# Text provided
========================================
3. The St. Anne’s IRS Narrative and POI Reports
(a) The Updated Narrative and POI Reports
[35] For the 2nd St. Anne’s RFD, Canada provided an affidavit from Eric Guimond. He is the Director of the National Research and Analysis Directorate (“NRA”) within the Settlement Agreement Operations Branch of AANDC. Mr. Guimond was cross-examined.
[36] The evidence for the 2nd St. Anne’s RFD revealed how Canada dealt with the OPP documents from the 1st St. Anne’s RFD and how the AANDC went about preparing School Narratives and POI Reports. He advised that the task of updating the Narrative for St. Anne’s IRS was done by a single consultant who would determine the document’s relevance, completeness and reliability for inclusion in a school narrative.
========================================
# Supplied entries

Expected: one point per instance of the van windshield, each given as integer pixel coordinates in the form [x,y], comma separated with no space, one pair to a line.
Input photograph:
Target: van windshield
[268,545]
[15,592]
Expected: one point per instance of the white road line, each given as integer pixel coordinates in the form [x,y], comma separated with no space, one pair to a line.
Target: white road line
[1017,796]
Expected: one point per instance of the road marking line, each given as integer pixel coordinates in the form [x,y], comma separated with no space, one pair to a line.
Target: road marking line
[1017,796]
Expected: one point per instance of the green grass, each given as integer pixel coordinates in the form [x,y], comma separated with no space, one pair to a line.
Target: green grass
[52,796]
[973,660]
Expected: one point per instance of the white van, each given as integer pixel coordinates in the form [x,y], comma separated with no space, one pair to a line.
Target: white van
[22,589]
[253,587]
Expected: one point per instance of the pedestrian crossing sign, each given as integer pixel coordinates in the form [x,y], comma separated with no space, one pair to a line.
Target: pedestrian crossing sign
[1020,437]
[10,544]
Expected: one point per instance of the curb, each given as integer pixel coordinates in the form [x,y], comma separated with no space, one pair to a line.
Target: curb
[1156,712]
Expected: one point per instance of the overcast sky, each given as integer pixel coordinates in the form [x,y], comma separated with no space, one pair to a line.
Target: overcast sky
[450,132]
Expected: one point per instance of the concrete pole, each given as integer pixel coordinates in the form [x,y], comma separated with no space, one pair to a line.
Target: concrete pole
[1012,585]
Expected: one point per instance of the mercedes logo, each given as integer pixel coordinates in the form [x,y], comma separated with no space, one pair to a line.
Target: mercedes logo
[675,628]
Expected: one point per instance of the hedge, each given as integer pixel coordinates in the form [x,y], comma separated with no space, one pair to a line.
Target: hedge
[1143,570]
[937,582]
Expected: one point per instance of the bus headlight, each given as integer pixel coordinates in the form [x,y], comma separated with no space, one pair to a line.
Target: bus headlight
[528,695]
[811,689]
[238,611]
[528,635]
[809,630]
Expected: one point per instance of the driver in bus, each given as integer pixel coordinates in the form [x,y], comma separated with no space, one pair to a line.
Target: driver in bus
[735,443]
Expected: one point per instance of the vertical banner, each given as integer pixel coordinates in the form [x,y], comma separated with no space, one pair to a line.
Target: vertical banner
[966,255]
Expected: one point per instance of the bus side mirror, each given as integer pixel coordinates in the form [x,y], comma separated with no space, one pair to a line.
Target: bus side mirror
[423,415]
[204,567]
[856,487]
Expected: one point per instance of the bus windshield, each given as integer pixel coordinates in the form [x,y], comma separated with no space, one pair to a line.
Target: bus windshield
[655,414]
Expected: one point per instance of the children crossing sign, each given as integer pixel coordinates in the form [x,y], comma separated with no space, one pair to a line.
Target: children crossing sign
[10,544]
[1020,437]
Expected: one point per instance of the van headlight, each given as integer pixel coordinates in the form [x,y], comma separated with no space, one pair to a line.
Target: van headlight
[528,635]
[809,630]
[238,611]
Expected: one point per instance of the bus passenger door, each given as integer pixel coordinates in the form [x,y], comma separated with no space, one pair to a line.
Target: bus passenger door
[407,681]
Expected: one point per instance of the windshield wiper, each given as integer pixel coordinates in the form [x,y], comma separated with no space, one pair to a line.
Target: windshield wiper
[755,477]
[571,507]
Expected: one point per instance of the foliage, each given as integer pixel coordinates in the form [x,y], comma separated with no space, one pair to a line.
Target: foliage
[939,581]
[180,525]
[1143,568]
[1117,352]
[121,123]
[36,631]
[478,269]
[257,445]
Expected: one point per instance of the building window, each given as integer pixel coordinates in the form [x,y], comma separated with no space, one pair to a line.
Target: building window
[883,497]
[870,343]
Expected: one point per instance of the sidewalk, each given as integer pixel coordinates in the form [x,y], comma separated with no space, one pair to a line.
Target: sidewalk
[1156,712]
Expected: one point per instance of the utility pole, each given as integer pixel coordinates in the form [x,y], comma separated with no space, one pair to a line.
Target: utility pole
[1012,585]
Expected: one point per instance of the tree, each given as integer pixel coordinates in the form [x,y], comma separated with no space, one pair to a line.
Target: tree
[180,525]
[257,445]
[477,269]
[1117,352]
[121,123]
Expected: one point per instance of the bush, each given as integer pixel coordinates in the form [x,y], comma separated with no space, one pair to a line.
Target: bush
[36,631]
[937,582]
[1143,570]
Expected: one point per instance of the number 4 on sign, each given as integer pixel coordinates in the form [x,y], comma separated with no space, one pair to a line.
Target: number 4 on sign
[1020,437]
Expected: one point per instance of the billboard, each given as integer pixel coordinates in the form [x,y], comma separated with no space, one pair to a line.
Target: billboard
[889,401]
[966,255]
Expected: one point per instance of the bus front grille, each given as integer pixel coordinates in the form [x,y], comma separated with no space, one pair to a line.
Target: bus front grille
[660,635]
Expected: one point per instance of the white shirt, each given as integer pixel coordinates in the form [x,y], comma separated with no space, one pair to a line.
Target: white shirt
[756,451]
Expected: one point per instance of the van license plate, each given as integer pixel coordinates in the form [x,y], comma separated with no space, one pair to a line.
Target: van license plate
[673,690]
========================================
# The tasks
1. Can you summarize the text about the St. Anne's narrative and POI reports in two sentences?
2. Could you write out the St. Anne's text again from "3. The St. Anne’s" up to and including "a school narrative.", switching "Canada" to "the Government of Canada"?

# Task results
1. For the 2nd St. Anne's RFD, Canada provided an affidavit from Eric Guimond, Director of the National Research and Analysis Directorate within AANDC's Settlement Agreement Operations Branch, and he was cross-examined. The evidence showed how Canada dealt with the OPP documents from the 1st St. Anne's RFD and how AANDC prepared School Narratives and POI Reports, with a single consultant updating the St. Anne's IRS Narrative by judging each document's relevance, completeness and reliability.

2.
3. The St. Anne’s IRS Narrative and POI Reports
(a) The Updated Narrative and POI Reports
[35] For the 2nd St. Anne’s RFD, the Government of Canada provided an affidavit from Eric Guimond. He is the Director of the National Research and Analysis Directorate (“NRA”) within the Settlement Agreement Operations Branch of AANDC. Mr. Guimond was cross-examined.
[36] The evidence for the 2nd St. Anne’s RFD revealed how the Government of Canada dealt with the OPP documents from the 1st St. Anne’s RFD and how the AANDC went about preparing School Narratives and POI Reports. He advised that the task of updating the Narrative for St. Anne’s IRS was done by a single consultant who would determine the document’s relevance, completeness and reliability for inclusion in a school narrative.